- Passage provided -
Military Mid Air Collisions
One recent accident in Germany and the release of a Service Inquiry into a UK Mid Air Collision (MAC) highlight the importance of managing MAC risk. The UK Military Aviation Authority (MAA) consider MAC to be one of the highest risk hazards in military aviation (as discussed in para 5a of their 2012-2013 Annual Report and highlighted in their first annual report, for 2010-2011). In fact, of the five 2* Operating Duty Holders in the UK military (three RAF, one RN and one Army), four consider it to be their ‘top risk’. Between 2008 and 2012, the MAA report that 48% of all Airproxes in the UK, examined by the UK Airprox Board, involved military aircraft.
Definition of an Airprox (ICAO Doc 4444: PANS-ATM): An Airprox is a situation in which, in the opinion of a pilot or air traffic services personnel, the distance between aircraft as well as their relative positions and speed have been such that the safety of the aircraft involved may have been compromised.

- Exercise requirements -
(1) In the passage on military mid air collisions, how many of the five 2* Operating Duty Holders in the UK military consider MAC their top risk?
(2) Check each statement against the passage on military mid air collisions and mark it yes or no, quoting the words that settle it: (a) The UK Military Aviation Authority regards MAC as one of the highest risk hazards in military aviation. (b) Two of the five 2* Operating Duty Holders belong to the Army. (c) Between 2008 and 2012, more than half of the UK Airproxes examined by the UK Airprox Board involved military aircraft.
(3) Please carry on the passage on military mid air collisions from where it stops.

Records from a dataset
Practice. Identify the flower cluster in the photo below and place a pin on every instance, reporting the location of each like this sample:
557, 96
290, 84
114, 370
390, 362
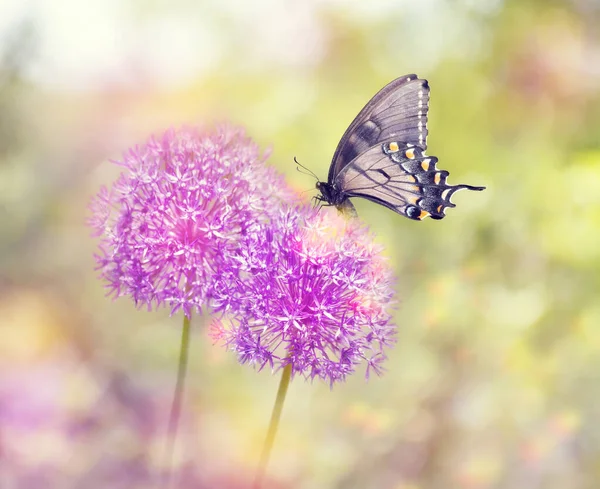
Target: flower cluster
182, 204
315, 293
199, 220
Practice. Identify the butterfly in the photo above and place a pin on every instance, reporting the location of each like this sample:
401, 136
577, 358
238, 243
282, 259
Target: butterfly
381, 157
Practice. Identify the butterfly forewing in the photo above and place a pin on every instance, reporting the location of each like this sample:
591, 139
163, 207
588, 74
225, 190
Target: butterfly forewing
398, 111
399, 176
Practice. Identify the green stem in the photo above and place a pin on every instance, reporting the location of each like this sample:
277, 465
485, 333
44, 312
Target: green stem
177, 400
273, 425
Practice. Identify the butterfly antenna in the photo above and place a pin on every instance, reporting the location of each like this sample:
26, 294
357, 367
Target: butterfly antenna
307, 171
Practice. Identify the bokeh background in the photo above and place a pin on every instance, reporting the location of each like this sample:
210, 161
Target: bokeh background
495, 380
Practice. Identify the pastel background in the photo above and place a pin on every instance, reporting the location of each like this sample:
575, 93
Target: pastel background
495, 380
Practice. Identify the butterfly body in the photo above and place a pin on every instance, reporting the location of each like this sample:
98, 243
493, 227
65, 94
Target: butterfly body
381, 156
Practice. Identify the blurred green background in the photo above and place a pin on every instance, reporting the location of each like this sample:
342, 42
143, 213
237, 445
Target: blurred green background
495, 380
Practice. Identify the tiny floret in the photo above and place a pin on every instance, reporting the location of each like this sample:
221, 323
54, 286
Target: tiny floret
314, 292
181, 205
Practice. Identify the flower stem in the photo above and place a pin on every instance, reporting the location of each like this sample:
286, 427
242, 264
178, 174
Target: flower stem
177, 400
273, 425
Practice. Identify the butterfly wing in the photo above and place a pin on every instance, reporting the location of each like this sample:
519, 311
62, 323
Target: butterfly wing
397, 112
401, 177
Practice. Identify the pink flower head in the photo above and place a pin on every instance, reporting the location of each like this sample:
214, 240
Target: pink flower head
315, 293
182, 205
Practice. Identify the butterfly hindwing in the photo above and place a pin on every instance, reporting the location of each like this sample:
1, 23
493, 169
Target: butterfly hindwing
401, 177
398, 111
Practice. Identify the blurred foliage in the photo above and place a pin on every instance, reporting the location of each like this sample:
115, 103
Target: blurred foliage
494, 382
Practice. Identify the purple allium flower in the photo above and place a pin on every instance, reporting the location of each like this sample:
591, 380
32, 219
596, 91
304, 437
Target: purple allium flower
315, 293
178, 210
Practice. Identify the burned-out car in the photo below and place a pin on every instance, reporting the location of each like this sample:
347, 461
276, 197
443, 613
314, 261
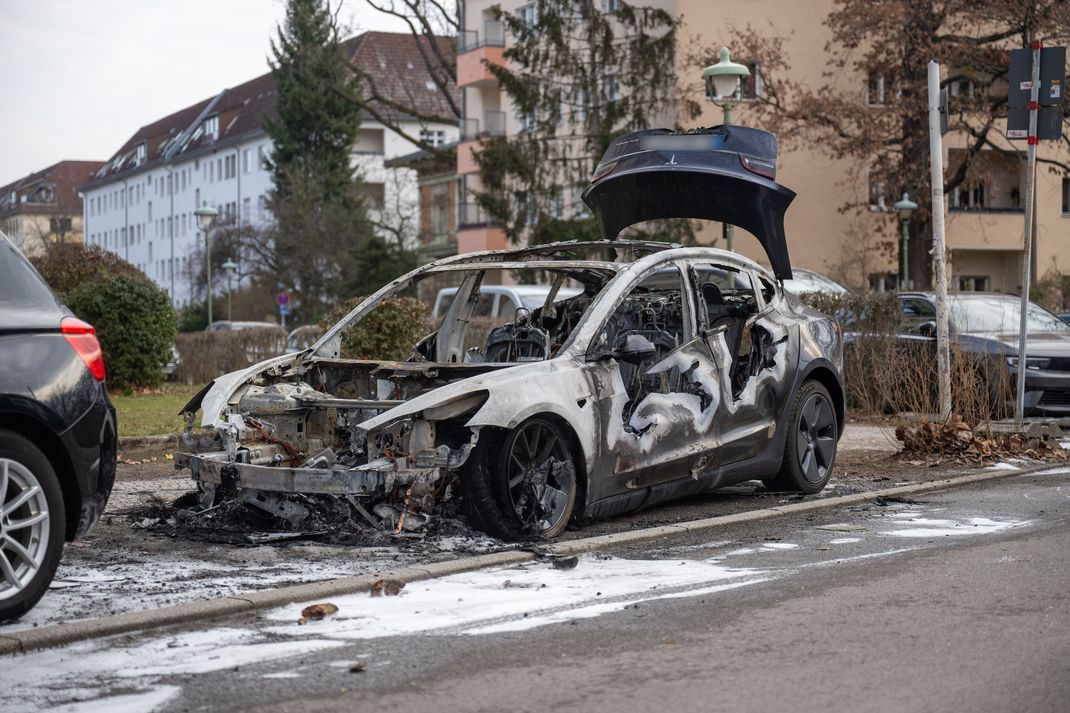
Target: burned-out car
674, 370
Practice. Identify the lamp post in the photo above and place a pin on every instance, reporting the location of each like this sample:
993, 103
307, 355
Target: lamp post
904, 209
204, 216
229, 267
722, 84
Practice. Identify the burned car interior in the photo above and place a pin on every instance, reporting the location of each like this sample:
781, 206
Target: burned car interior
670, 370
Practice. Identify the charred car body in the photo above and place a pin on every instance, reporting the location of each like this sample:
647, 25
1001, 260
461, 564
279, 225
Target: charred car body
674, 370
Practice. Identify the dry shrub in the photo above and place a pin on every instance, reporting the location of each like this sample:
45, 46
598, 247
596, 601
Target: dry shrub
203, 355
886, 373
954, 440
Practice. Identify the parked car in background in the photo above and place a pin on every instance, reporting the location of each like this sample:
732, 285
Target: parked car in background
57, 433
805, 282
984, 327
502, 301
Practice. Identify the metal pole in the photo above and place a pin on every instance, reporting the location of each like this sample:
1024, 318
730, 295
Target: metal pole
728, 230
1027, 242
904, 241
939, 252
208, 267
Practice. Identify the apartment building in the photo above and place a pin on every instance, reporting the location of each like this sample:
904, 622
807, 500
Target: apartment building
140, 203
44, 208
986, 216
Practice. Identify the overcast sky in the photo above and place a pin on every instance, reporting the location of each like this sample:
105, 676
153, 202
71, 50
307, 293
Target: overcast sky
81, 77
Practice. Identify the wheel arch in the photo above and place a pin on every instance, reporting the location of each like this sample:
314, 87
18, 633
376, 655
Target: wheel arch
823, 374
49, 443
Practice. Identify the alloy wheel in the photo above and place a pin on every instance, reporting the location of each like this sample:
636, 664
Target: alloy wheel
815, 442
24, 527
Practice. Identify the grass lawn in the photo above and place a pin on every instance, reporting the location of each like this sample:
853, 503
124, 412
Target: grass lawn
152, 412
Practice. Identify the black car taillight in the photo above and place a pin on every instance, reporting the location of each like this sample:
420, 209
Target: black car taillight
82, 337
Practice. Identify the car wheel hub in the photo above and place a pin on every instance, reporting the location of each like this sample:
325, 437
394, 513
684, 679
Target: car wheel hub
24, 527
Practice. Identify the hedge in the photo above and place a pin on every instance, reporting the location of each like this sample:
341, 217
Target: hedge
135, 323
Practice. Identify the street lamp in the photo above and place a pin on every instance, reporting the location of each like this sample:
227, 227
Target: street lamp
722, 84
904, 209
204, 216
230, 267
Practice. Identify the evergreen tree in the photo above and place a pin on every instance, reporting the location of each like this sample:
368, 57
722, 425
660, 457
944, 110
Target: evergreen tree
578, 77
320, 217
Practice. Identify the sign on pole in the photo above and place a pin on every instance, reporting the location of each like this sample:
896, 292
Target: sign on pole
1035, 97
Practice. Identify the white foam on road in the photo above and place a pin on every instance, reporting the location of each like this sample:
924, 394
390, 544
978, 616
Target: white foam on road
515, 598
925, 527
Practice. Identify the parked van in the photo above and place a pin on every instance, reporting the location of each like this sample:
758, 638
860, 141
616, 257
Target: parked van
502, 301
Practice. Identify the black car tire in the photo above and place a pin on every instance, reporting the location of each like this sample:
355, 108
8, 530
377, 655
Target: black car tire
33, 465
811, 442
506, 510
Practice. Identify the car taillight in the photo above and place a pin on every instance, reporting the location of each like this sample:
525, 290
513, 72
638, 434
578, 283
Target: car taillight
82, 337
766, 168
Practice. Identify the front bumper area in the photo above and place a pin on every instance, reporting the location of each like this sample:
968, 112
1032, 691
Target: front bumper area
376, 478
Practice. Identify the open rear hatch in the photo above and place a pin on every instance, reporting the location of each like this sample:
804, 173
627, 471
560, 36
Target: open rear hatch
721, 173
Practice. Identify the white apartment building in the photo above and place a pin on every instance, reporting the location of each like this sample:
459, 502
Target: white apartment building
140, 205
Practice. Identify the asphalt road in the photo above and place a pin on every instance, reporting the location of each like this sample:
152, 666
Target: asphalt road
957, 603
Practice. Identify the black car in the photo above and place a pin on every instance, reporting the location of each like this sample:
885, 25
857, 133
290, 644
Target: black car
57, 433
986, 325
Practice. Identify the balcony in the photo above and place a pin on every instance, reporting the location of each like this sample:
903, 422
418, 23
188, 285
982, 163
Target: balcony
475, 54
493, 124
477, 231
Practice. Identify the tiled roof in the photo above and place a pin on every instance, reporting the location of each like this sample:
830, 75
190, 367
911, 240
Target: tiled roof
391, 60
394, 63
60, 180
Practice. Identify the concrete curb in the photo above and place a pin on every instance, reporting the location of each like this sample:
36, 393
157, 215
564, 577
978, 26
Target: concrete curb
26, 640
164, 441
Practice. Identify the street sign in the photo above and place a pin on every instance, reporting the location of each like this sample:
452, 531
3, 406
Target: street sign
1051, 93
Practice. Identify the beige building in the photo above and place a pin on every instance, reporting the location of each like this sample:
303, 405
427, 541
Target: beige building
984, 218
44, 208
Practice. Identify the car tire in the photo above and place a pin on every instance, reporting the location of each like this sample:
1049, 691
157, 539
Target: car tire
521, 484
32, 520
810, 446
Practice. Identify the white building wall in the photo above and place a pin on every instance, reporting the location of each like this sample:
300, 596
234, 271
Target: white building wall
148, 218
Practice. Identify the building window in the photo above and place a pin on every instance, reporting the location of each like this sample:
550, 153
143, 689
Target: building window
973, 284
375, 195
59, 225
432, 136
529, 15
612, 88
877, 194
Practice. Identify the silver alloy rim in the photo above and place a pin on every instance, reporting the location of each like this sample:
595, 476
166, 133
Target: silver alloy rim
815, 443
24, 527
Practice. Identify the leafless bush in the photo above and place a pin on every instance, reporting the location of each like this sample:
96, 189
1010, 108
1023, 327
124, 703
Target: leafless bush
203, 355
888, 374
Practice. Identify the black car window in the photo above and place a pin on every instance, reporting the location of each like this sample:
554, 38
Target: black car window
20, 286
913, 314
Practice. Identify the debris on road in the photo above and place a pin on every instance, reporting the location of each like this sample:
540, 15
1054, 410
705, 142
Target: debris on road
841, 527
317, 611
386, 587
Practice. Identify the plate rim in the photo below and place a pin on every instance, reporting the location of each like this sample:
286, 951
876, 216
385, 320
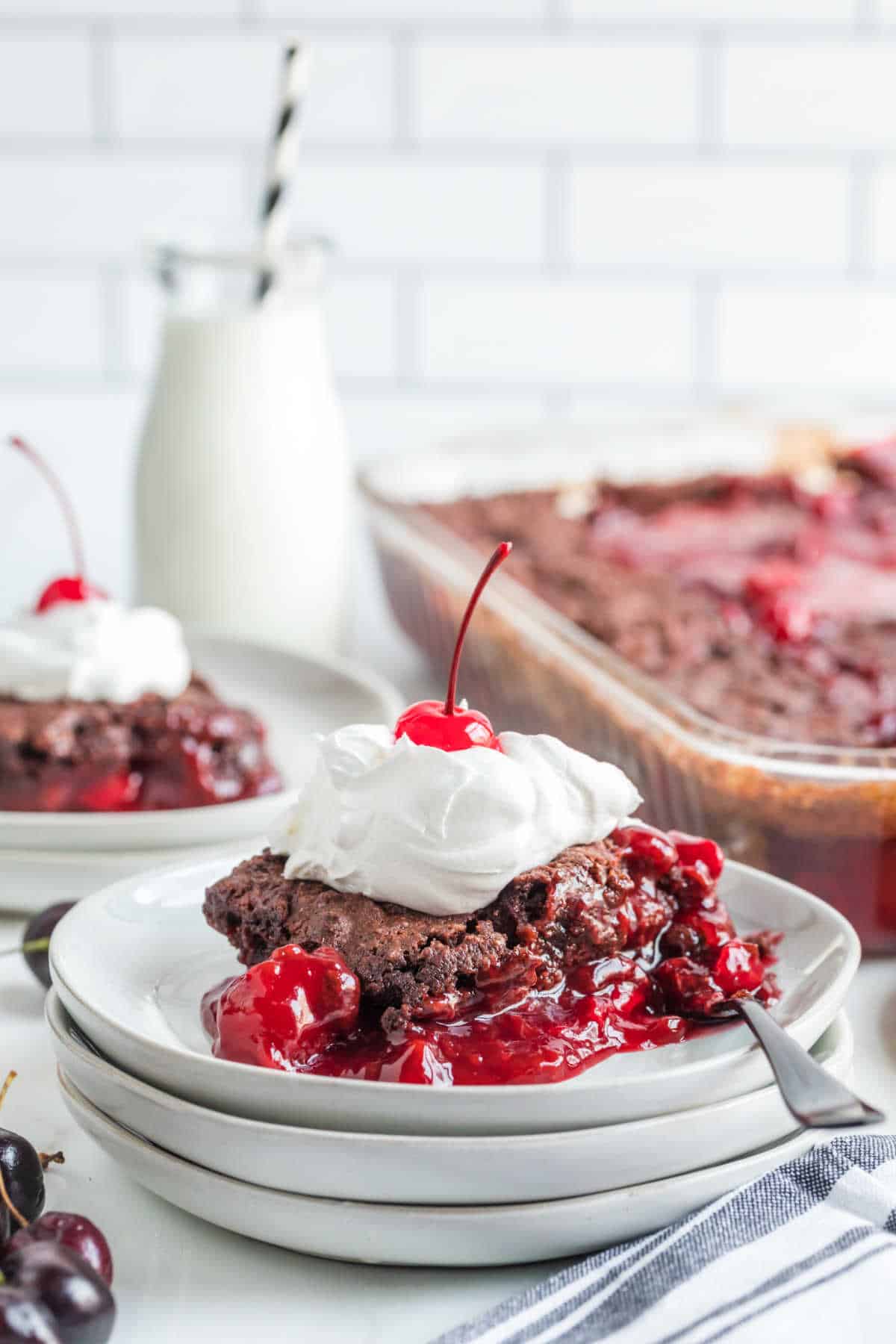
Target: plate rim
689, 1071
54, 1008
798, 1142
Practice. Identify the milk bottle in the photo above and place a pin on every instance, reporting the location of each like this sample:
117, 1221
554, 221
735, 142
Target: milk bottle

- Task-by-task outputs -
(1) Four of the five consider it their "top risk."

(2)
(a) Yes: "The UK Military Aviation Authority (MAA) consider MAC to be one of the highest risk hazards in military aviation"
(b) No: "three RAF, one RN and one Army"
(c) No: "Between 2008 and 2012, the MAA report that 48% of all Airproxes in the UK, examined by the UK Airprox Board, involved military aircraft."

(3)
Tornados Moray Firth, Scotland - July 2012
One sad illustration of the devastating consequences of MAC, can be found in the Service Inquiry (SI) published on 30 June 2014 into the MAC involving Panavia Tornado GR4s ZD743 and ZD812 over the Moray Firth in Scotland on 2 July 2012. The two aircraft, both from Operational Conversion Unit XV(R) Squadron based at nearby RAF Lossiemouth, were operating independently and collided at 920ft above the sea in Class G airspace. Three of the four crew perished.
The survivor, injured during ejection, was recovered by RAF 202 Squadron Westland Sea King HAR3 after 75 minutes in 12ºC water, wearing flying coveralls (but not an immersion suit). While the associated text is relatively heavily redacted it is clear that his core temperature had dropped to a critical level. The report highlights that UK military sea survival regulation and RAF survival policy were out of date. The continued lack of automatically activating 406MHz beacons for fast jet aircrew is another point raised (even though the international agreement to only monitor for 406MHz using the COSPAS-SARSAT satellite system was made in 2000 with 8 years 4 months notice of the 2009 implementation). A number of other observations relate to the Search and Rescue activity.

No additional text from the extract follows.